## Document passage
Halim points to the ongoing unpredictability of CBD foot traffic, specifically who is returning to the city and how they’re choosing to spend. In that climate, he says, more-specialised venues, such as others in the group’s portfolio, have resonated more clearly with customers.
In hindsight, scale also played a role. “If you’ve been to Antara, it’s gigantic. It’s been great; it’s just not the most suitable for [a building] that size,” he says.
While Halim isn’t yet sharing what’s next, he confirms the concept will be split. One arm of the business will remain in the space, while the other will relocate.
“ It’s exciting to be able to do both really well without having to compromise,” he says.
Brunswick winery-plus-bar Noisy Ritual will close in June, nearly 10 years to the day it opened with a novel idea: to show people in the city how to make their own wine. Watching their bills mount up and their customers tightening their budgets, owners Cam Nicol and Alex Byrne have thought about closing for 18 months.
“Something I’ve observed is that it’s just harder to get people through the door, and they spend less when they do,” says Nicol.
It’s an industry-wide problem, but Noisy Ritual’s situation was aggravated by debt accumulated just prior to COVID to expand into wholesale production.
The plan was to sell the brand’s minimal intervention wines to bars and restaurants, but two years of pandemic restrictions destroyed that. “All the sales fell off a cliff,” Nicol says. “Clawing [the debt] back post-COVID was pretty challenging for us.”
The business became well-known for winemaking workshops, where people would do everything from grape-stomping to barrel tastings at a brick warehouse in the heart of Brunswick East, producing their own wine. More than 1000 people in total participated, Nicol estimates.
“It’s easy to forget in the last few years – but it’s starting to come home now after posting the closure message – there’s heaps for us to be proud of,” he says.
The venue is offering 50 per cent off wine until its last day on Saturday, June 13.

## Work to be completed
Could you transcribe the passage on the venue closures word for word, beginning at the words "While Halim isn’t" and stopping after "for 18 months."?

## Information provided
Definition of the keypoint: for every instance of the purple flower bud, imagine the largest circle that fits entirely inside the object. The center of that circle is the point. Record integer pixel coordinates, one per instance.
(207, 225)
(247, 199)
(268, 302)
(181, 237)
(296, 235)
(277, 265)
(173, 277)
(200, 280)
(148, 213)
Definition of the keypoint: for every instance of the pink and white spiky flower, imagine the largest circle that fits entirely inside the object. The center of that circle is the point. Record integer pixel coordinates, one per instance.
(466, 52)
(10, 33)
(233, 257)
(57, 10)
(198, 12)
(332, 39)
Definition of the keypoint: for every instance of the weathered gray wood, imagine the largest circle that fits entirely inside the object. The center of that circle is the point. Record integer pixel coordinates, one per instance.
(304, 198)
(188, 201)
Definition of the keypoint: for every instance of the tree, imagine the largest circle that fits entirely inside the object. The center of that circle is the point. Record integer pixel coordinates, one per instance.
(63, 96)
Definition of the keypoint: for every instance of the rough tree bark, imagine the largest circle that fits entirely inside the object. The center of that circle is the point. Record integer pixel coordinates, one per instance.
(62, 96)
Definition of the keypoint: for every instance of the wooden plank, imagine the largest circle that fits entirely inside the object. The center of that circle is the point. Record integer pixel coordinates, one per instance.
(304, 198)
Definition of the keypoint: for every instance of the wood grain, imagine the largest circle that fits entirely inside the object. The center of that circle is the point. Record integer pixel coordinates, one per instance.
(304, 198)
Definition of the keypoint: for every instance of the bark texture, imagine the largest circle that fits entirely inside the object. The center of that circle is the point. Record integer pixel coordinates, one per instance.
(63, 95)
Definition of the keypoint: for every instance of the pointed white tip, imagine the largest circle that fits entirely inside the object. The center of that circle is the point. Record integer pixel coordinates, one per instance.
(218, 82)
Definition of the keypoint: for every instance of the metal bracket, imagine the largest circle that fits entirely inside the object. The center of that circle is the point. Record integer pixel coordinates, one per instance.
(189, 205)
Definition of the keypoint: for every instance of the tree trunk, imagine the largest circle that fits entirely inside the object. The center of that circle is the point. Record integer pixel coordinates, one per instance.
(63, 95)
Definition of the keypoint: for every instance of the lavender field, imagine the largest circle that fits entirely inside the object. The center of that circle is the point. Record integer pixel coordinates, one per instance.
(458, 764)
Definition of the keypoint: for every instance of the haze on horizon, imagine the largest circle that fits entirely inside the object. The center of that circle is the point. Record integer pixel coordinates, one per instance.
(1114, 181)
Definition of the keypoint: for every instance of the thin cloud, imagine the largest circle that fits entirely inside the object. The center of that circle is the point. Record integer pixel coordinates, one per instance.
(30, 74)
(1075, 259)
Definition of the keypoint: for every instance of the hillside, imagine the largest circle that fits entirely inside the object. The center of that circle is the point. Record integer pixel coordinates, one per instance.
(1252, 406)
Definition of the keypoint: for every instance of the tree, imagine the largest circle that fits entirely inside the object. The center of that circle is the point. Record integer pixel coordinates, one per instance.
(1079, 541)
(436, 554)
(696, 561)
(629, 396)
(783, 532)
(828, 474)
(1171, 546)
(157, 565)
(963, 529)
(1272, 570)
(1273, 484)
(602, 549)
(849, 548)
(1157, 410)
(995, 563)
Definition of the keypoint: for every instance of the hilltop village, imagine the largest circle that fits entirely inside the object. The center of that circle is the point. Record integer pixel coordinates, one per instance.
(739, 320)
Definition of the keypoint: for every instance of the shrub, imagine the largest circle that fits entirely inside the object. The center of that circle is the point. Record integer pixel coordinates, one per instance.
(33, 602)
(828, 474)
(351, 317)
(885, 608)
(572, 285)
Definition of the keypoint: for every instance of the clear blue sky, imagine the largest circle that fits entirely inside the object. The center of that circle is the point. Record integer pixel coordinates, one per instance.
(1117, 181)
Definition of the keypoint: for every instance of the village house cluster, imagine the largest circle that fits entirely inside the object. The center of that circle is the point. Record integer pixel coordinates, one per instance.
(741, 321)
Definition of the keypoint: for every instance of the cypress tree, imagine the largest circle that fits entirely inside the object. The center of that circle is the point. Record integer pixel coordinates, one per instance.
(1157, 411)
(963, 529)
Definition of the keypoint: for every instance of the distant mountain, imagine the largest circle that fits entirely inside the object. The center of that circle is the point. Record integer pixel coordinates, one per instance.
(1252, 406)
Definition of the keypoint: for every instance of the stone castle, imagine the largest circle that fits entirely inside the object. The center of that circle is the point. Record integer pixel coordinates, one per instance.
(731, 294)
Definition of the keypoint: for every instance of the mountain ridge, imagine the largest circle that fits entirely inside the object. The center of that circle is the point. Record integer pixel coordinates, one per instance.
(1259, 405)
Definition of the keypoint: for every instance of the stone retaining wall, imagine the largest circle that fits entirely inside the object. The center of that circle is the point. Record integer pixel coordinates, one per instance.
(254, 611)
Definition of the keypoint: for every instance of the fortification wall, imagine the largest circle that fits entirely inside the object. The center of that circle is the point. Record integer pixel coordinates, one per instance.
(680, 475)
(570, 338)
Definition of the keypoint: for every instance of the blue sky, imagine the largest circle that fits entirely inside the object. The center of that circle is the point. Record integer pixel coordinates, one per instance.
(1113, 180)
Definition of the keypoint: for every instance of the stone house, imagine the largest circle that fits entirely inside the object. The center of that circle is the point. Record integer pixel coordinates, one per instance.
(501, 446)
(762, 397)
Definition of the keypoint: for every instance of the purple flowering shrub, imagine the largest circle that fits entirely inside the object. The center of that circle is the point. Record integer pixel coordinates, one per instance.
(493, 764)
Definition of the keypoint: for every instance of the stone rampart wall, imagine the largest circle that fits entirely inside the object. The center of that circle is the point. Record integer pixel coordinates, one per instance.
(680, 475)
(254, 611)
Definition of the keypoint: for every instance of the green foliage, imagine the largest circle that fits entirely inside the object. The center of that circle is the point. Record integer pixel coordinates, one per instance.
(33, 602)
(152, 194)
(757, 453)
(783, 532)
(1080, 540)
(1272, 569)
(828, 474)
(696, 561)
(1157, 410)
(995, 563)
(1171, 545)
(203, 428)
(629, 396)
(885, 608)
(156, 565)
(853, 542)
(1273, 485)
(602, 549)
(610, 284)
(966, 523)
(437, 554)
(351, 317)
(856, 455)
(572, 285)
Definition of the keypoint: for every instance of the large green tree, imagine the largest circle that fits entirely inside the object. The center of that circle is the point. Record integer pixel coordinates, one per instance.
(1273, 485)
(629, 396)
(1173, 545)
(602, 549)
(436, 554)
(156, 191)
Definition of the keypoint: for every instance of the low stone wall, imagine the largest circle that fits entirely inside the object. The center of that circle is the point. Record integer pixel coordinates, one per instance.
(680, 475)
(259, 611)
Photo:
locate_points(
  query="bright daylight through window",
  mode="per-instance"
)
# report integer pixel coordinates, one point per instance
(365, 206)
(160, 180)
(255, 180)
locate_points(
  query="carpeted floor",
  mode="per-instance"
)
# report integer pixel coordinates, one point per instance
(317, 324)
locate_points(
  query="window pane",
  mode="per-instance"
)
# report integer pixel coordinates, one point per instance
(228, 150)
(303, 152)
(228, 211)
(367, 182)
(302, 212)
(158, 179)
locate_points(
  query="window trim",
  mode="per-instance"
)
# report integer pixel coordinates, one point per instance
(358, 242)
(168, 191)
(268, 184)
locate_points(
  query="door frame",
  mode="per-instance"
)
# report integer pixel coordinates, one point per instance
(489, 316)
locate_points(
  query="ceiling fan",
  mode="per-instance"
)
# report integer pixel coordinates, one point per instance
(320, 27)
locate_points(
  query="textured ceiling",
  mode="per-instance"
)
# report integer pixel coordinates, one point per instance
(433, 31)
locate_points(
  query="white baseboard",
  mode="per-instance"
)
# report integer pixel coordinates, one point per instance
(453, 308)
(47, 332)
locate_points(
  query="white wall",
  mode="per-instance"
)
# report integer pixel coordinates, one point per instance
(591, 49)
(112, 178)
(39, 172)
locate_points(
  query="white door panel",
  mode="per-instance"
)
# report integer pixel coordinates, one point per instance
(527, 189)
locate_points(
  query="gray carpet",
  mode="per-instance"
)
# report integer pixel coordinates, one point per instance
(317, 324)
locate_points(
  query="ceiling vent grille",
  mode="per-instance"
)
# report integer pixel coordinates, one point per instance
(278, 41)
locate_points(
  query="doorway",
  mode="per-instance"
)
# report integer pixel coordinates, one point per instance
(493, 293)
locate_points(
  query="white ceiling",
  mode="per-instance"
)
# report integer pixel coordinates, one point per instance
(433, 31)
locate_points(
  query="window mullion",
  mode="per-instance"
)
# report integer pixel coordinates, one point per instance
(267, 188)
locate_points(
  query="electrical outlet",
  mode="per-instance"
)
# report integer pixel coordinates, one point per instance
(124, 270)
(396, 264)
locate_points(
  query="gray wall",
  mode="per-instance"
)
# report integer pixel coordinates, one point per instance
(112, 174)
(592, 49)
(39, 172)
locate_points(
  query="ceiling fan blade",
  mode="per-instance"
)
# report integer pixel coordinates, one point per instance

## Task result
While Halim isn’t yet sharing what’s next, he confirms the concept will be split. One arm of the business will remain in the space, while the other will relocate.
“ It’s exciting to be able to do both really well without having to compromise,” he says.
Brunswick winery-plus-bar Noisy Ritual will close in June, nearly 10 years to the day it opened with a novel idea: to show people in the city how to make their own wine. Watching their bills mount up and their customers tightening their budgets, owners Cam Nicol and Alex Byrne have thought about closing for 18 months.